---------- EXTRACTO DE PÁGINA ----------

El adulto occidental ha olvidado –le han hecho olvidar– que el tránsito es parte inherente e inexcusable de la existencia humana, no tan estrechamente atada –como en el caso de otros animales– al esquema estímulo-respuesta. Un tránsito hace referencia a algo más que a un mero espacio que separa dos puntos. El tránsito es más bien un proceso que hay que recorrer para unir dos extremos, y, en definitiva, hace referencia a un sendero, a un –en ocasiones dulce, en ocasiones espinoso– camino por andar que, en nuestros días, nos hacen ver como algo incómodo. En el idioma alemán existe una bella palabra que designa este espacio intersticial, esa fractura tan fundamental como en ocasiones fatalmente obviada: Zwischenraum, literalmente, entre-espacio.

Niños, jóvenes y adultos vivimos rodeados de información saturada por mensajes como “Sé feliz”, “Céntrate en lo positivo”, “Olvida tus temores”, “Avanza en la buena dirección”, etc., que nos hacen perder de vista desde muy pronto aquel concepto del tránsito. Antes de plantearnos qué sea la felicidad deberíamos preguntarnos qué deseamos y por qué, hacia qué tendemos naturalmente, cuál es nuestro proyecto de vida, qué esperamos de nosotros y de los demás, con el objetivo de no andar a ciegas en un mundo en el que, al decir de Heidegger, hemos sido arrojados sin ningún tipo de guía ni definitivo consuelo.

---------- SECCIÓN DE DATOS ----------

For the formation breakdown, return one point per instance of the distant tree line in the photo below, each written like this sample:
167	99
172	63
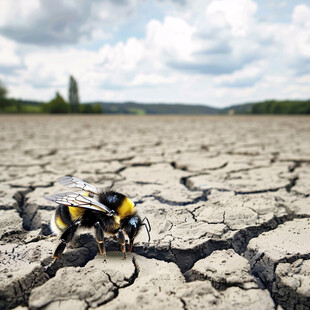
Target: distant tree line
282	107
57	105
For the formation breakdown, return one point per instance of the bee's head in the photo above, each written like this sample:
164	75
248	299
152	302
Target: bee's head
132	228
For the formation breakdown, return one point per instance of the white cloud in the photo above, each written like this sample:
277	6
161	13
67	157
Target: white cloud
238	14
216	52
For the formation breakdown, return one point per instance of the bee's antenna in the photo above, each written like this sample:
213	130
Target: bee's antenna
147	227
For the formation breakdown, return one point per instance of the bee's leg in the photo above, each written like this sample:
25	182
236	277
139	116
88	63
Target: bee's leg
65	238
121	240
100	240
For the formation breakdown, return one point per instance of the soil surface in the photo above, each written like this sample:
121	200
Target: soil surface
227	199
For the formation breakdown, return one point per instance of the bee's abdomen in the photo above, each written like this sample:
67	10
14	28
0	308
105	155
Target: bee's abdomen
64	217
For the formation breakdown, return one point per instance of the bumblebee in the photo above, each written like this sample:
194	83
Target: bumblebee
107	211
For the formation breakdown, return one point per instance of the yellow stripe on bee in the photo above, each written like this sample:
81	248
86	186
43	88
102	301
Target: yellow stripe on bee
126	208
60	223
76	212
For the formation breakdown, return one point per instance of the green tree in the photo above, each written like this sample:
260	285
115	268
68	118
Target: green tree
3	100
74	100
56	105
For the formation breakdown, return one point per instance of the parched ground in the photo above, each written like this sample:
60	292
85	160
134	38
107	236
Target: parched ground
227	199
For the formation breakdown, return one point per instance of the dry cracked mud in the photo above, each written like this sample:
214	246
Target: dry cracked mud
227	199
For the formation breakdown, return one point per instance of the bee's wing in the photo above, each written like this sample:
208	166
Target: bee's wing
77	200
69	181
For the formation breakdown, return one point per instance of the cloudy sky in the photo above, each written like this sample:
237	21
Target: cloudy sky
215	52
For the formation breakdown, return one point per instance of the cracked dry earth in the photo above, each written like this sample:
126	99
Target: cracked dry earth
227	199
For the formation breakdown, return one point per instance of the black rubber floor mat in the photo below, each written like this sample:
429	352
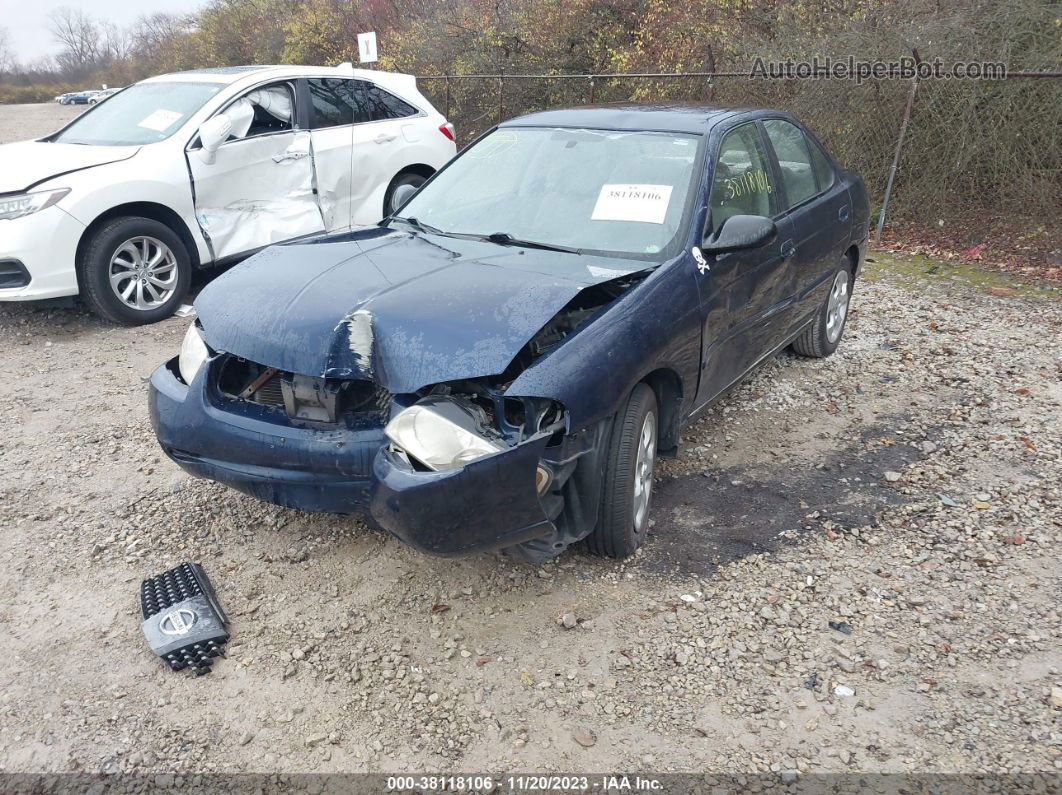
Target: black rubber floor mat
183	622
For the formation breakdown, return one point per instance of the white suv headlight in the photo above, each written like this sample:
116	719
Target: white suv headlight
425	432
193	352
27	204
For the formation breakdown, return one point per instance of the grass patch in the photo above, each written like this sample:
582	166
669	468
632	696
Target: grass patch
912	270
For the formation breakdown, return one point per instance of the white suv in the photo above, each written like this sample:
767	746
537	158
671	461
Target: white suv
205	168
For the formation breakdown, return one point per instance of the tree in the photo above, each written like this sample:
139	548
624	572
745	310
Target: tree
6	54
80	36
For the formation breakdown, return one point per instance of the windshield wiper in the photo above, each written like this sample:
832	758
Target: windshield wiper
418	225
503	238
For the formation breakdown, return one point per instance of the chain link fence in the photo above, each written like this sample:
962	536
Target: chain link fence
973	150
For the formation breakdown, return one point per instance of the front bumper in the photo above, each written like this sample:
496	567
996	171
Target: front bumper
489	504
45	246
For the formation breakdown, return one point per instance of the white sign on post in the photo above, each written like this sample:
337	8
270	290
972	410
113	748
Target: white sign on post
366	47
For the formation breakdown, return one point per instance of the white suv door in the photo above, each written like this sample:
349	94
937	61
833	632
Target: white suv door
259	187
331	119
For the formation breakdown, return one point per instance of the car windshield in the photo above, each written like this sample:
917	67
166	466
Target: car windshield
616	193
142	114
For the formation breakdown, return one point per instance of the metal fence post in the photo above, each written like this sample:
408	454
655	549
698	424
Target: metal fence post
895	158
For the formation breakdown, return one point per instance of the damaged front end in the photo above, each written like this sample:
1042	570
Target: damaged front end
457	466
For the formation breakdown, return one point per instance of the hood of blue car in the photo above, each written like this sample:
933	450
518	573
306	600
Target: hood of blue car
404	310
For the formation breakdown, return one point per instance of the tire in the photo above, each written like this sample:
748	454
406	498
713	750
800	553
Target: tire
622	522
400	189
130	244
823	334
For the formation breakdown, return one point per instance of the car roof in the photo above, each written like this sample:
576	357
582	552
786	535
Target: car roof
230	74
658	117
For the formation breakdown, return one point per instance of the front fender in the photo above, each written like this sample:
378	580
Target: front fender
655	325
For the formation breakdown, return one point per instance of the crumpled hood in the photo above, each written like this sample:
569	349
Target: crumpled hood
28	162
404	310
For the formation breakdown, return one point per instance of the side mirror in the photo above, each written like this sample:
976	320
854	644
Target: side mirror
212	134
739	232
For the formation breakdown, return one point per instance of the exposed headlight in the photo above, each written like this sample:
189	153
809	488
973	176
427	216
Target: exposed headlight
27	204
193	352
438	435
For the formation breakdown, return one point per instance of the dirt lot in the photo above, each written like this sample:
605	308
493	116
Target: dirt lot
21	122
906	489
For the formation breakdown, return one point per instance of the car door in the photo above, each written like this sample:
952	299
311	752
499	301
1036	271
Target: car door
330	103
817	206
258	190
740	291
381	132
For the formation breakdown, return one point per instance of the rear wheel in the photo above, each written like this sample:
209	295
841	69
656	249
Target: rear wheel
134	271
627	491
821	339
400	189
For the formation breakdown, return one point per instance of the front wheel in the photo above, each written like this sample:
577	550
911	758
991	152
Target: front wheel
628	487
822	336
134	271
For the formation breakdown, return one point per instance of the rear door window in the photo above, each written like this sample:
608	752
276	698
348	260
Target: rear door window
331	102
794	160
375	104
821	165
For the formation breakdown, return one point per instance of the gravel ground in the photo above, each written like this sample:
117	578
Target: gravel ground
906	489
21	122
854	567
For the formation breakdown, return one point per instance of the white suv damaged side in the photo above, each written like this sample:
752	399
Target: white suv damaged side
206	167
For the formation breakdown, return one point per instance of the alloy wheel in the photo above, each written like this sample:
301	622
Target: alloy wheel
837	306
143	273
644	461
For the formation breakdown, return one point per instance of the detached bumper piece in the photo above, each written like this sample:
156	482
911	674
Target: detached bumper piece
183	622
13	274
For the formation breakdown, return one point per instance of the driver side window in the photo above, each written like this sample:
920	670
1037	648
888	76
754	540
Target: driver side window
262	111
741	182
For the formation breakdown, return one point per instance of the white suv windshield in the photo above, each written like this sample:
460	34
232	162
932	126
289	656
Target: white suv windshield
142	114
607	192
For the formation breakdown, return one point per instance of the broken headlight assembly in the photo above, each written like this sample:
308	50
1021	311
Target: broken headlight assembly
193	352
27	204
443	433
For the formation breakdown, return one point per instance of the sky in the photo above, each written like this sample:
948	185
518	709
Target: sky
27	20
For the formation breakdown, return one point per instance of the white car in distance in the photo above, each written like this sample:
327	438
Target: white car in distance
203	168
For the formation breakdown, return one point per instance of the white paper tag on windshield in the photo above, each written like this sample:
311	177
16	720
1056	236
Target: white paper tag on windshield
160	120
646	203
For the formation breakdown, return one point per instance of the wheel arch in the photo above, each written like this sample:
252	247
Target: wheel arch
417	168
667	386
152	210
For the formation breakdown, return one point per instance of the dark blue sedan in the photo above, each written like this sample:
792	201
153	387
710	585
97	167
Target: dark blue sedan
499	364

----------

▸ **CONSIGNA 1**:
Contesta sobre el extracto del tránsito:
(a) ¿Qué palabra alemana aparece y qué quiere decir literalmente?
(b) ¿Quiénes viven rodeados de información saturada de mensajes?
(c) ¿A qué pensador se cita en la última oración?
▸ **CONSIGNA 2**: Sigue escribiendo el extracto del tránsito desde su última oración.

▸ **RESPUESTA 1**:
(a) Zwischenraum, que literalmente significa "entre-espacio".
(b) Niños, jóvenes y adultos.
(c) A Heidegger.

▸ **RESPUESTA 2**:
La dictadura de la felicidad hace estragos no sólo en lo anímico, sino también en lo material y en lo social. Por eso ya avisaba Séneca de que “nada nos ocasiona mayores males que hacer caso a los rumores, dar por hecho que las mejores cosas son las admitidas con gran consenso”. Un consenso que se ha generalizado por vía de un pervertido y despiadado uso de la publicidad que nos ahorra ser jueces de nuestro propio destino. Títeres, pues, que prefieren creer antes que juzgar.

En este escabroso terreno se juega nada menos que la posibilidad de nuestra libertad, la capacidad de decidir por nosotros mismos sin acudir a artificiales andaderas que nos alejan del sano uso de nuestra potencia reflexiva. Lejos quedan conceptos como “virtud”, “razón” o “pensamiento crítico”, en otro tiempo asociados precisamente a la obtención de la felicidad. Pareciera que ésta tuviera que darse sin esfuerzo, casi por inercia, en lo que a todas luces se ha convertido en una frenética carrera por mostrar al mundo cuán dichosos somos. Olvidamos con demasiada facilidad e irresponsabilidad que esos momentos sólo pueden ser alcanzados y, más allá, saboreados, disfrutados y merecidos por contraste con el lado menos amable de la vida.

No deseemos vivir más, sino mejor. Y siempre en tránsito.